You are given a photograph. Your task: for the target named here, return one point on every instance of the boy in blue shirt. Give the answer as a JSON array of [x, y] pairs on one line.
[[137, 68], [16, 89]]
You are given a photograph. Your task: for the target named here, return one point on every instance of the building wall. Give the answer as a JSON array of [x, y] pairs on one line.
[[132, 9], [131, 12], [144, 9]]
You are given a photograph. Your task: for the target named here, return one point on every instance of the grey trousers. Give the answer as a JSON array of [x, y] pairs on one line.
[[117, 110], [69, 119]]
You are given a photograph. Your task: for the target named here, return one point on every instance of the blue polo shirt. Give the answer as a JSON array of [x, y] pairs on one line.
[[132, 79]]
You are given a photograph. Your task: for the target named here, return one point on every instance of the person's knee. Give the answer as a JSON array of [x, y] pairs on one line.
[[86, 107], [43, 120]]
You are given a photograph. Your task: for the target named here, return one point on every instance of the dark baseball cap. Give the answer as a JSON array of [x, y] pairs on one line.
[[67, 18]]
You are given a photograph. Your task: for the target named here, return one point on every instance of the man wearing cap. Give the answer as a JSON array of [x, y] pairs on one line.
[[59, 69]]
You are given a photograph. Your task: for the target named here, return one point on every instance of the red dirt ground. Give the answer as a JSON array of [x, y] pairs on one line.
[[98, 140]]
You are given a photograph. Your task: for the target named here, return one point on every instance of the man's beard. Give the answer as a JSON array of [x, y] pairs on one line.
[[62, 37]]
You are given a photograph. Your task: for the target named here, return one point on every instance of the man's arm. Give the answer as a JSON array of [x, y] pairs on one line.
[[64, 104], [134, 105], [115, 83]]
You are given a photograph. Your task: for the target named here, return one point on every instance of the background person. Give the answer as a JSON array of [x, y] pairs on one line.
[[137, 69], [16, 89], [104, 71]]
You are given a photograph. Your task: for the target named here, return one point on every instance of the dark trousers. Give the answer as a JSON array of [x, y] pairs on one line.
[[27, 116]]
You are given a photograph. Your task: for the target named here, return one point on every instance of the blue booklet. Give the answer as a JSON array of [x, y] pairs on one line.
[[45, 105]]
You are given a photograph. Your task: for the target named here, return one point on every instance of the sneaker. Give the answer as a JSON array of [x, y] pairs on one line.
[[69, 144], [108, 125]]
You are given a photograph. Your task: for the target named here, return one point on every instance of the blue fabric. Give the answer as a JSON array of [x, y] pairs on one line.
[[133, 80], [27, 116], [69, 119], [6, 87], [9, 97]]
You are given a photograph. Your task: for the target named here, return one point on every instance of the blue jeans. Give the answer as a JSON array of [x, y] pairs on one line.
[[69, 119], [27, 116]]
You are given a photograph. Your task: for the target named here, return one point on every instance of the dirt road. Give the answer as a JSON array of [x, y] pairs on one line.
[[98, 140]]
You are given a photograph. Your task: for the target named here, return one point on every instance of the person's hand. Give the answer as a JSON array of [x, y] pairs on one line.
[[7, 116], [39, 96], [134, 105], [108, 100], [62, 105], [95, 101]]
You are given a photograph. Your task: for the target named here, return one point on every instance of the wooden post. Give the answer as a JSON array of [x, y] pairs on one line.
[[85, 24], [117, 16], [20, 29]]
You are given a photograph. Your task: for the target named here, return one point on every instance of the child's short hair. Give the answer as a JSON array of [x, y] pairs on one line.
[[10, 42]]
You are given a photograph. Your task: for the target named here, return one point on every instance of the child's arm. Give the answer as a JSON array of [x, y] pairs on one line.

____________________

* _Task requirements_
Reproduce all of the data above word for word, line for line.

* _Exercise output_
You are given a photograph. Your task: for the target named here, return one point on every instance of the boy in blue shirt. Give the answer as a JSON array of [x, y] pairs on one line.
[[137, 68], [16, 89]]
You are given a photograph. Your task: for the target named here, return one point on every instance of the building wall. Give the answer as a JSON array of [x, y] pairs on one line.
[[132, 9], [131, 12], [144, 9]]
You are given a photograph. Your task: for the target named here, return one point on every instance of the grey trousers. Give the answer as a JSON array of [x, y] pairs on one line.
[[117, 110], [69, 119]]
You are given a photograph. Your task: for the target named here, return one point on every instance of the blue polo shirt. Give the answer as a JSON array of [x, y] pairs on one line.
[[132, 79]]
You are given a photograph. Your task: for the target named here, return one point on every instance of the person's knee. Give the answer as a JSON array of [x, y] pairs on one line.
[[86, 107], [43, 120]]
You are given a photograph. Your task: for the target named here, return one point on every instance of the dark baseball cap. Give the answer as a JSON array of [x, y] pairs on one line.
[[67, 18]]
You are given a photograph. Your task: for the target named here, return one point on every instance of the man wearing cap. Give the answer as a JSON array of [x, y] pairs on one line.
[[59, 69]]
You are given a photograph. Your task: for the target named here, return one point on every instance of the red dirt ground. Give the answer as a JSON array of [x, y] pairs on one line.
[[98, 140]]
You are given a photograph. Your task: for the target named here, return one point on every instance of the man's beard. Give the answer as a JSON array of [x, y] pairs on one line.
[[62, 37]]
You are given a photograph. Your task: for the target named here, return one point on every instance of the man's arm. Give the answer as a JSON array of [x, y] pairs on one line.
[[64, 104], [134, 105], [115, 83]]
You are given a photograph. Your task: for the target named here, return one point on every instance of the background person. Give the answer as a JSON array of [x, y] pairs on one line.
[[137, 69], [16, 89], [104, 71]]
You are given a photograph. Your task: for the target named here, return one point on every instance of the dark trousers. Give the answer as a JSON array of [x, y] pairs on one line.
[[27, 116]]
You are given a photograph. Your task: for the target named here, return one point on every instance of the blue booklet. Give the answer as a JSON array of [x, y] pairs on one line.
[[45, 105]]
You are given a photograph. Your task: for the target named here, return one point on every instance of the sneaker. Give the answer as a JSON array of [x, y] pairs on one line.
[[69, 144], [108, 125]]
You are given a photograph. Your task: for the target named here, return one point on every instance of the blue fabric. Give the answer as a JSON array of [x, y] pairs on one line.
[[133, 80], [27, 116], [69, 119], [6, 87], [9, 97]]
You are given a photograph. Your task: for the target named here, return one point on every instance of the blue jeans. Give the answer as a JSON array of [x, y] pairs on one line.
[[69, 119], [27, 116]]
You are given a photograph. Your task: for the target named here, return one point on every instance of the dirt road. Give the answer as a JSON array of [x, y] pairs on one line.
[[98, 140]]
You are given a photograph. Your task: for the target named here, return one point on every instance of the person's hand. Give the answer as a JSON array of [x, y] pairs on one line.
[[7, 116], [39, 96], [134, 105], [108, 100], [62, 105], [95, 101]]
You are given a photograph. Your task: for the target named here, return one point on every instance of the wooden post. Give the answer as a JSON array of [x, y] pairs on one line.
[[85, 24], [117, 16], [20, 29]]
You are given a photograph. Your task: for the target named here, return one point on every instance of the child's short hair. Give the answer as a JSON array of [x, y] pairs on one line.
[[10, 42]]
You are given a photograph. Your task: for the target named here, return one point on every instance of the child's arm. Give the answer as a JSON array of [x, y] pairs on one line.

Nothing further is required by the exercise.